───── Texte fourni

Compositions 1960
Les Compositions 1960 sont un ensemble de pièces musicales textuelles écrites en 1960 par le compositeur La Monte Young. S'appuyant sur le travail de John Cage, ces morceaux se démarquent par leur accent sur la performance et leur contenu inorthodoxe, comme libérer un papillon dans la salle ( #5 ), allumer un feu devant le public ( #2 ), ou pousser un piano contre un mur ( Piano Piece for Terry Riley #1 ). Ces compositions sont considérées comme une remise en question de la définition de la musique.
Histoire
En 1959, alors qu'il étudie à Berkeley, Young se rend à Darmstadt pour étudier avec Karlheinz Stockhausen. Pendant l'été, Stockhausen lui parle fréquemment de la musique du compositeur américain John Cage. Plutôt que de s'intéresser aux œuvres de Stockhausen, Young quitte alors Darmstadt après avoir trouvé de l'inspiration dans l'œuvre de Cage[1].
Un an plus tard, en 1960, Young a finalement l'opportunité d'étudier avec Cage et Richard Maxfield à New York. Durant ses études, Young donne ses premiers concerts à New York dans le loft de Yoko Ono. Une partie des œuvres qu'il y a interprétées apparaîtra plus tard dans les Compositions 1960.

──────────

* Tâche courte 1
Répondez à ces questions sur le texte consacré aux Compositions 1960 :
(a) Avec qui Young part-il étudier à Darmstadt en 1959 ?
(b) Que demande de faire la pièce #5 ?
(c) Où ont lieu les premiers concerts de Young à New York ?

───── Données fournies

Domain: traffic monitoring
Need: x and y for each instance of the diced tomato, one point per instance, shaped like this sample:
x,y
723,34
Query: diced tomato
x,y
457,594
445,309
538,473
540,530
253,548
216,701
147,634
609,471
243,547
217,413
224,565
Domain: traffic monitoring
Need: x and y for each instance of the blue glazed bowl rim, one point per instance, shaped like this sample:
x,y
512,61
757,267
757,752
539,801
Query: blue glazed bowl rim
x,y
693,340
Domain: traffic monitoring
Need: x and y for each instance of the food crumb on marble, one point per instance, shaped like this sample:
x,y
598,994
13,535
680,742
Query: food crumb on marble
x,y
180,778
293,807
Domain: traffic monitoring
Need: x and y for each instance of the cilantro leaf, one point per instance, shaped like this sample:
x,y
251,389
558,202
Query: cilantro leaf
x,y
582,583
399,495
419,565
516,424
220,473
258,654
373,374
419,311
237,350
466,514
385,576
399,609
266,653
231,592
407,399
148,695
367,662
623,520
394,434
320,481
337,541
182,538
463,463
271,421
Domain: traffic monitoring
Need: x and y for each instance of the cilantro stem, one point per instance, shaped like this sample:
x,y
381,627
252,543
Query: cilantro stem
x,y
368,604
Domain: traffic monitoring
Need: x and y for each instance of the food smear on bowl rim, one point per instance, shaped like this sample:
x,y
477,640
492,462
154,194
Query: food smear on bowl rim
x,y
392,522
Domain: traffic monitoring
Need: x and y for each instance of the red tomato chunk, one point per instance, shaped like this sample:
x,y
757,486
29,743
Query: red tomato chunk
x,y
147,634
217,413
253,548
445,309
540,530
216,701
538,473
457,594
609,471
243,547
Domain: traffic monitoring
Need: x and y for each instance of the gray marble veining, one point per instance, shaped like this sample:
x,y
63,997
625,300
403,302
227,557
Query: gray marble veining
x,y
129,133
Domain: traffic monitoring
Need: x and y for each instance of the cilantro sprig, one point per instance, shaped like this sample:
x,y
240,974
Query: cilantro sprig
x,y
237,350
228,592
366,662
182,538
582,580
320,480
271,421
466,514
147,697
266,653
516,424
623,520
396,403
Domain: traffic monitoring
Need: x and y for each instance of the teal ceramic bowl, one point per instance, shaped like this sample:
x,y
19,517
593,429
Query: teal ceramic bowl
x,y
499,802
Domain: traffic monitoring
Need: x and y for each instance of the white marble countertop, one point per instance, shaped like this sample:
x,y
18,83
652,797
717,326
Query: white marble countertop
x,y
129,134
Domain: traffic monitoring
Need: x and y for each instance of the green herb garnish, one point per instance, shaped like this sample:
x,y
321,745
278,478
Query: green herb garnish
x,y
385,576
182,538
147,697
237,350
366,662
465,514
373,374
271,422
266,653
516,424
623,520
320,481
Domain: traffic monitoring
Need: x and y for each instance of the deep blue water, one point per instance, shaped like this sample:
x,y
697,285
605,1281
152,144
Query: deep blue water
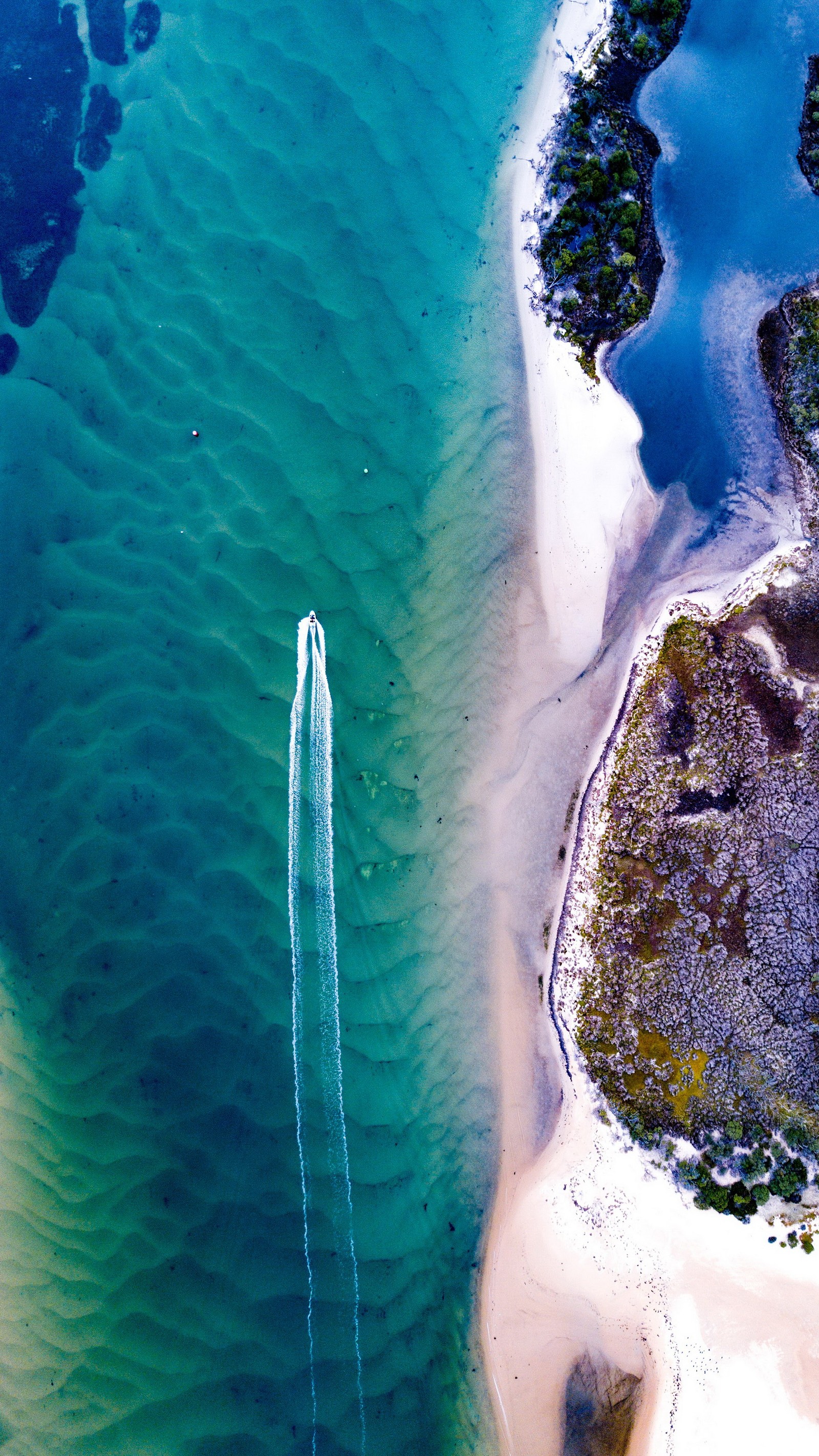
x,y
740,226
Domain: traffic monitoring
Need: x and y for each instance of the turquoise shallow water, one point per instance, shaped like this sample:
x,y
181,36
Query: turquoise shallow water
x,y
297,248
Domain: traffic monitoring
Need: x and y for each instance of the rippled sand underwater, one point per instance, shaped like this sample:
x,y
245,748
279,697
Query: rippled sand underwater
x,y
299,249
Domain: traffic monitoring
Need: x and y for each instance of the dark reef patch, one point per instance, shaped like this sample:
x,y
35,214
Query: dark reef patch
x,y
601,1404
104,118
42,75
598,247
808,154
9,353
106,31
144,27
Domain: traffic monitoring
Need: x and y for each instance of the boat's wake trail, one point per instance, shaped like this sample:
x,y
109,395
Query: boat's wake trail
x,y
320,798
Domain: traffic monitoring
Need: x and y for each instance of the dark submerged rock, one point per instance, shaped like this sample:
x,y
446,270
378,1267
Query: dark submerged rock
x,y
104,118
144,27
601,1404
106,31
808,154
9,351
42,75
598,248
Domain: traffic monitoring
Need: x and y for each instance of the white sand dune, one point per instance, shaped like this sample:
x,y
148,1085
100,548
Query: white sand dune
x,y
591,1248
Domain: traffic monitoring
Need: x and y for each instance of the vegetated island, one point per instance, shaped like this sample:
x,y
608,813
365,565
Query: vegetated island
x,y
598,247
808,154
688,958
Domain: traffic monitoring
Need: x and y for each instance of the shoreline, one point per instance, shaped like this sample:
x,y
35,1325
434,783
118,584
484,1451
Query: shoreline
x,y
584,436
590,1250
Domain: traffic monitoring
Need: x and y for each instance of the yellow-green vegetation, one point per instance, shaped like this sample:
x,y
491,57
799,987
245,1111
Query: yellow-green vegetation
x,y
699,1007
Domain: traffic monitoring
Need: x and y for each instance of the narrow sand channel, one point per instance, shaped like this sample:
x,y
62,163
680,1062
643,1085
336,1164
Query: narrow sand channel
x,y
591,1250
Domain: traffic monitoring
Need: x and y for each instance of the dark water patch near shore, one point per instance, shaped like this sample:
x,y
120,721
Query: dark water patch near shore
x,y
809,126
738,225
106,31
42,76
9,353
104,120
294,255
601,1405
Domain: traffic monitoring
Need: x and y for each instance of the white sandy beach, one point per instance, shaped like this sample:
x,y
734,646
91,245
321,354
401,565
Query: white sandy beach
x,y
591,1248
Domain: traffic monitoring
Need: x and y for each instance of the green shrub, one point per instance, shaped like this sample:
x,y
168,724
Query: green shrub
x,y
741,1202
790,1179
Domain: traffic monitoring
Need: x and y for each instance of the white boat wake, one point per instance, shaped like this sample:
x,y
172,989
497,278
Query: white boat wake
x,y
320,800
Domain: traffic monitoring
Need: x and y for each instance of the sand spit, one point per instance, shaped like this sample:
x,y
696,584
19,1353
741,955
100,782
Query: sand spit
x,y
593,1253
593,501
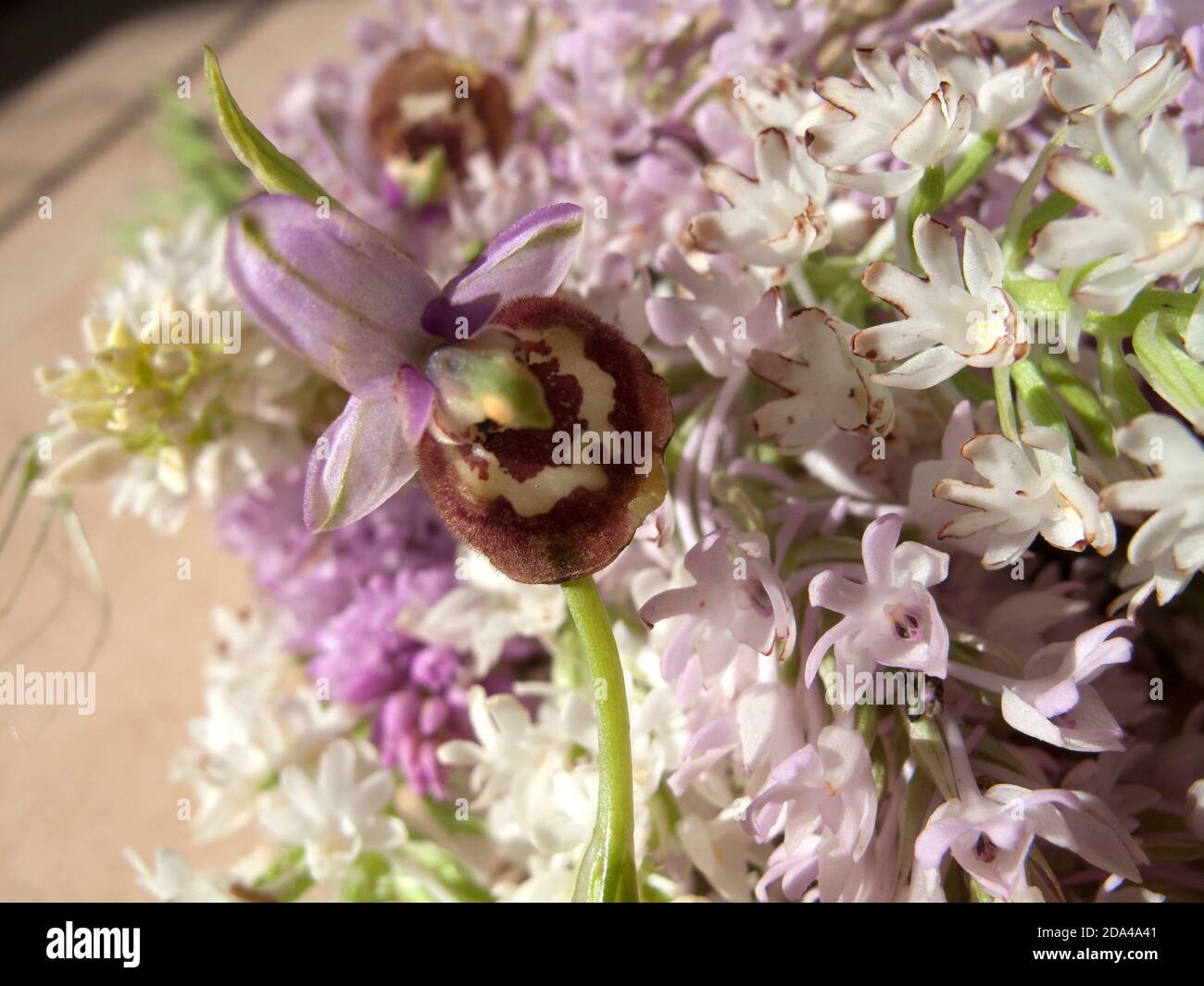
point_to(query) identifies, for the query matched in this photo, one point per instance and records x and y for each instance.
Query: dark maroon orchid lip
(512, 495)
(424, 100)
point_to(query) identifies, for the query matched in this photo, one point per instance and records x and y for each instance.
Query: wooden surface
(79, 789)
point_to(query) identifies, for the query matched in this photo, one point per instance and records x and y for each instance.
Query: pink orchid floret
(737, 601)
(1055, 701)
(823, 803)
(990, 834)
(890, 618)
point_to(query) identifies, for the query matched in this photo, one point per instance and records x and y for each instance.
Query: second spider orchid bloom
(470, 384)
(891, 618)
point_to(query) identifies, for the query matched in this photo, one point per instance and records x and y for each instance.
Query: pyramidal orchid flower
(890, 618)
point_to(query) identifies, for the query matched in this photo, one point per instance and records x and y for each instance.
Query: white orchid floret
(990, 833)
(922, 119)
(1032, 489)
(1055, 701)
(1114, 72)
(1148, 213)
(727, 315)
(173, 881)
(1004, 96)
(337, 813)
(778, 99)
(1168, 548)
(774, 219)
(959, 316)
(830, 387)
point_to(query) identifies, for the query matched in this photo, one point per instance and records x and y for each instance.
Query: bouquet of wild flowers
(846, 375)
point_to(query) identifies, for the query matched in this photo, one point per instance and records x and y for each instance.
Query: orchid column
(470, 387)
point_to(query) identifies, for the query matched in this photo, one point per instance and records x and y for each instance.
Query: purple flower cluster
(345, 592)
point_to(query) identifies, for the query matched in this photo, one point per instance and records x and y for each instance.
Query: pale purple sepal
(332, 289)
(416, 399)
(530, 256)
(360, 461)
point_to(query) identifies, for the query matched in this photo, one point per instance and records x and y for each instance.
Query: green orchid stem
(970, 167)
(1003, 402)
(608, 869)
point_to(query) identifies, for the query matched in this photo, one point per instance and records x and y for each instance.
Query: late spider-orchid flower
(477, 412)
(337, 293)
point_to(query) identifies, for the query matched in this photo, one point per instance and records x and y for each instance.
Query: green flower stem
(1080, 399)
(608, 869)
(1004, 405)
(970, 167)
(928, 195)
(1039, 404)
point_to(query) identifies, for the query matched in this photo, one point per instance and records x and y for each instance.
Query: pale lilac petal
(332, 289)
(416, 399)
(530, 256)
(360, 461)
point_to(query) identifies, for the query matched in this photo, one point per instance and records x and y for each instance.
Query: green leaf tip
(276, 171)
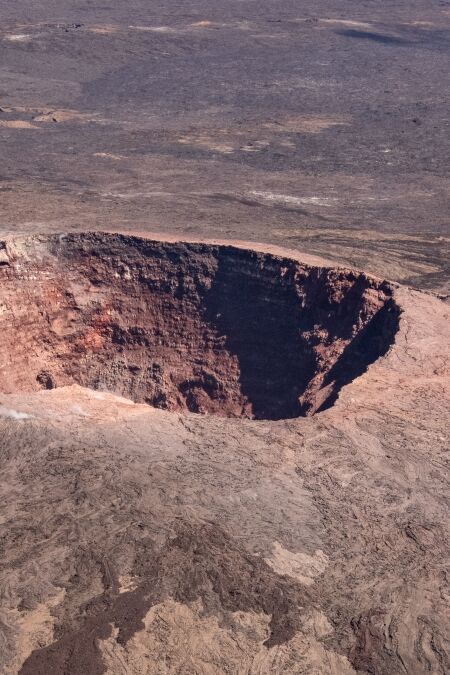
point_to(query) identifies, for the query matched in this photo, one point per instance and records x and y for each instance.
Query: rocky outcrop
(203, 328)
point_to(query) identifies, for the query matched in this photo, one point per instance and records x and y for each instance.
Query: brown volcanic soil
(139, 540)
(187, 327)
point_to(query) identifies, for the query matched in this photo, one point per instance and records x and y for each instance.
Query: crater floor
(143, 540)
(197, 327)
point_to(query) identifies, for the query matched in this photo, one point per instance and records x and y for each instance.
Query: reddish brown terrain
(188, 327)
(298, 524)
(224, 337)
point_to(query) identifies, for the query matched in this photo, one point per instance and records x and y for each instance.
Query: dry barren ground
(138, 540)
(220, 457)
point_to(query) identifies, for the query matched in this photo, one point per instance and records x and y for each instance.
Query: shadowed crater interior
(205, 328)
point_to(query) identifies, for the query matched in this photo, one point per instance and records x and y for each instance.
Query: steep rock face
(204, 328)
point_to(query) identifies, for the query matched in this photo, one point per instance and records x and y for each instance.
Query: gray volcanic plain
(225, 322)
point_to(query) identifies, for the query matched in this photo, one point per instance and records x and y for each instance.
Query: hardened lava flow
(187, 327)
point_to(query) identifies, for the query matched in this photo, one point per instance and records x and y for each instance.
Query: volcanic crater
(205, 328)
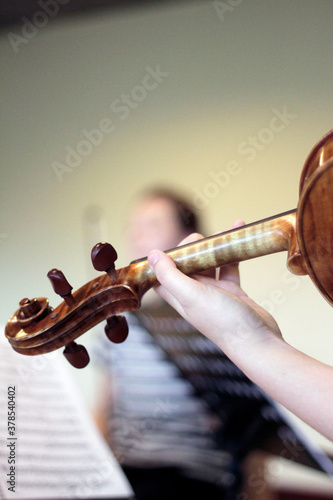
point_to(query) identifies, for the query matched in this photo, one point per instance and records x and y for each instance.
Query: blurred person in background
(162, 434)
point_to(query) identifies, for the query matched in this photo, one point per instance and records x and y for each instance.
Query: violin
(306, 233)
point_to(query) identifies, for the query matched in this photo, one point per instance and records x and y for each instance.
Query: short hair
(187, 217)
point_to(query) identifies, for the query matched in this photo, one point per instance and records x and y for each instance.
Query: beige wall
(225, 77)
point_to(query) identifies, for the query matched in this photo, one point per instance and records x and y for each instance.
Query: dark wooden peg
(103, 257)
(76, 355)
(60, 285)
(116, 329)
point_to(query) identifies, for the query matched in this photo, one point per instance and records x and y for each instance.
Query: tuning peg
(103, 257)
(76, 355)
(61, 286)
(32, 310)
(116, 329)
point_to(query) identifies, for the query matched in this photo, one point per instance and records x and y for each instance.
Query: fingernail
(153, 257)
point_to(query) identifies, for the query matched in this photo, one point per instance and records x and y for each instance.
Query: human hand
(215, 305)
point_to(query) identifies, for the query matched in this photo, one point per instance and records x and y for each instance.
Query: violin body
(306, 233)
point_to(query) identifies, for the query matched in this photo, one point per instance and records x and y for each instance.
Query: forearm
(300, 383)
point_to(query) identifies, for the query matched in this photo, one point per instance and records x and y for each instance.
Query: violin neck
(267, 236)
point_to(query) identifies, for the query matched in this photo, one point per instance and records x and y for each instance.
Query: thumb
(175, 287)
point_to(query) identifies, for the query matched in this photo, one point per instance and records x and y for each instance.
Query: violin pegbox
(37, 328)
(103, 257)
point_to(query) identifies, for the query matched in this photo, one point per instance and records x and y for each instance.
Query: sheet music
(49, 445)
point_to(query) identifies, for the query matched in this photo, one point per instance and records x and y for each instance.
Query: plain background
(227, 74)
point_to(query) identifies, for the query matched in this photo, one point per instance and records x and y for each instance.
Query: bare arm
(251, 338)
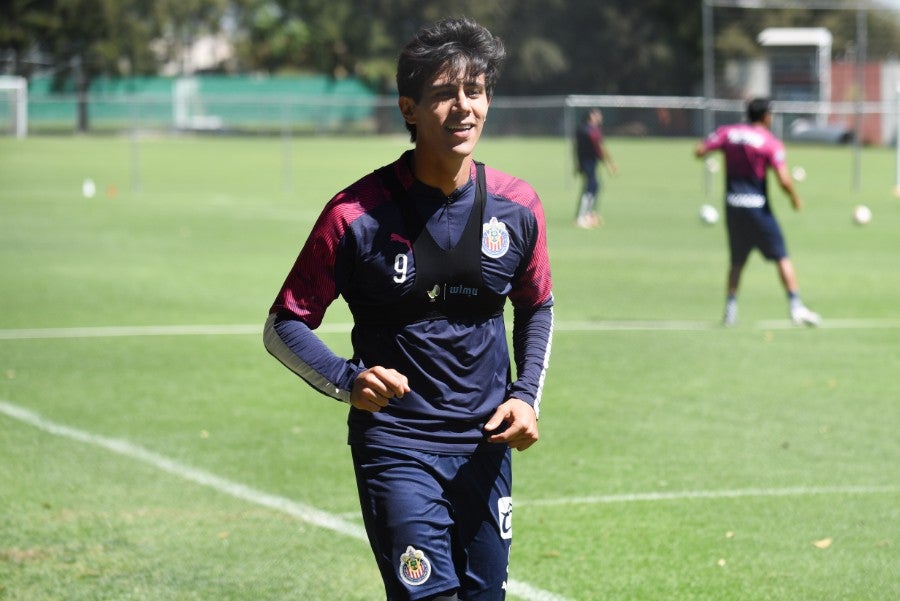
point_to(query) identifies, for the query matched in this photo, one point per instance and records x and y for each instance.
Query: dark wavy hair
(457, 44)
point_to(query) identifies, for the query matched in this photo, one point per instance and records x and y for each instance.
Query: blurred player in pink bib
(750, 149)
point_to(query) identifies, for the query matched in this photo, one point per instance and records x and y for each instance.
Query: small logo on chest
(494, 238)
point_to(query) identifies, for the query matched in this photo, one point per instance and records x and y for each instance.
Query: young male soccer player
(426, 251)
(750, 149)
(589, 151)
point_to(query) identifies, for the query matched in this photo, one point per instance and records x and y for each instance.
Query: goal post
(13, 106)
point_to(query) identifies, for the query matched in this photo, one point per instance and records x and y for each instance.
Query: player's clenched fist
(376, 386)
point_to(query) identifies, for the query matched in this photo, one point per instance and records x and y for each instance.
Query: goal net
(13, 106)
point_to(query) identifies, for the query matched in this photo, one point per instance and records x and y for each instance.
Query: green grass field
(150, 449)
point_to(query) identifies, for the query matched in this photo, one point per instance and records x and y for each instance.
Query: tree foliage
(555, 46)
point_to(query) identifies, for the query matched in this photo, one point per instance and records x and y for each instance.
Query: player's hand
(521, 431)
(376, 386)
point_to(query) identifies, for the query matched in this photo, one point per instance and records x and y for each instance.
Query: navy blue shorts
(438, 523)
(754, 228)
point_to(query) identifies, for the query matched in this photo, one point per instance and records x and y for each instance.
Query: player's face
(450, 115)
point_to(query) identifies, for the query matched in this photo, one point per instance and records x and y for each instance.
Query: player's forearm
(300, 350)
(532, 336)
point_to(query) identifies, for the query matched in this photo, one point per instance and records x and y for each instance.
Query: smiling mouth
(459, 129)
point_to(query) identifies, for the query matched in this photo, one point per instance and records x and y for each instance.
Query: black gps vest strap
(448, 282)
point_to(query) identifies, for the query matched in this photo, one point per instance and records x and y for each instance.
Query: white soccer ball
(708, 214)
(862, 214)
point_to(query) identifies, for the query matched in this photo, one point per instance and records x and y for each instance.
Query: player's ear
(407, 109)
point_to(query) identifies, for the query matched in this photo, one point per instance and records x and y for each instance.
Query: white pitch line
(300, 511)
(559, 326)
(796, 491)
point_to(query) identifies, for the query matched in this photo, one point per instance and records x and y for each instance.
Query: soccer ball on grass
(862, 214)
(708, 214)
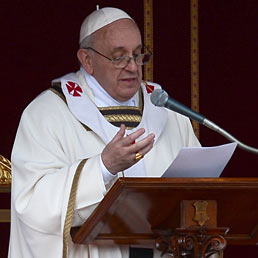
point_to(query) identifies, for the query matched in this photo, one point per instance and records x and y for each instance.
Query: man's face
(120, 38)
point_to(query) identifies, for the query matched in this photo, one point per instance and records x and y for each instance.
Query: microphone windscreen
(159, 98)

──────────

* Tâche courte 2
Repérez et recopiez chaque ligne des enregistrements qui contient la chaîne « crumb », en tenant compte de la casse.

* Solution 1
(a) Avec Karlheinz Stockhausen.
(b) Libérer un papillon dans la salle.
(c) Dans le loft de Yoko Ono.

* Solution 2
Need: x and y for each instance of the food crumb on marble, one point per instance, shaped like this sample:
Query: food crumb on marble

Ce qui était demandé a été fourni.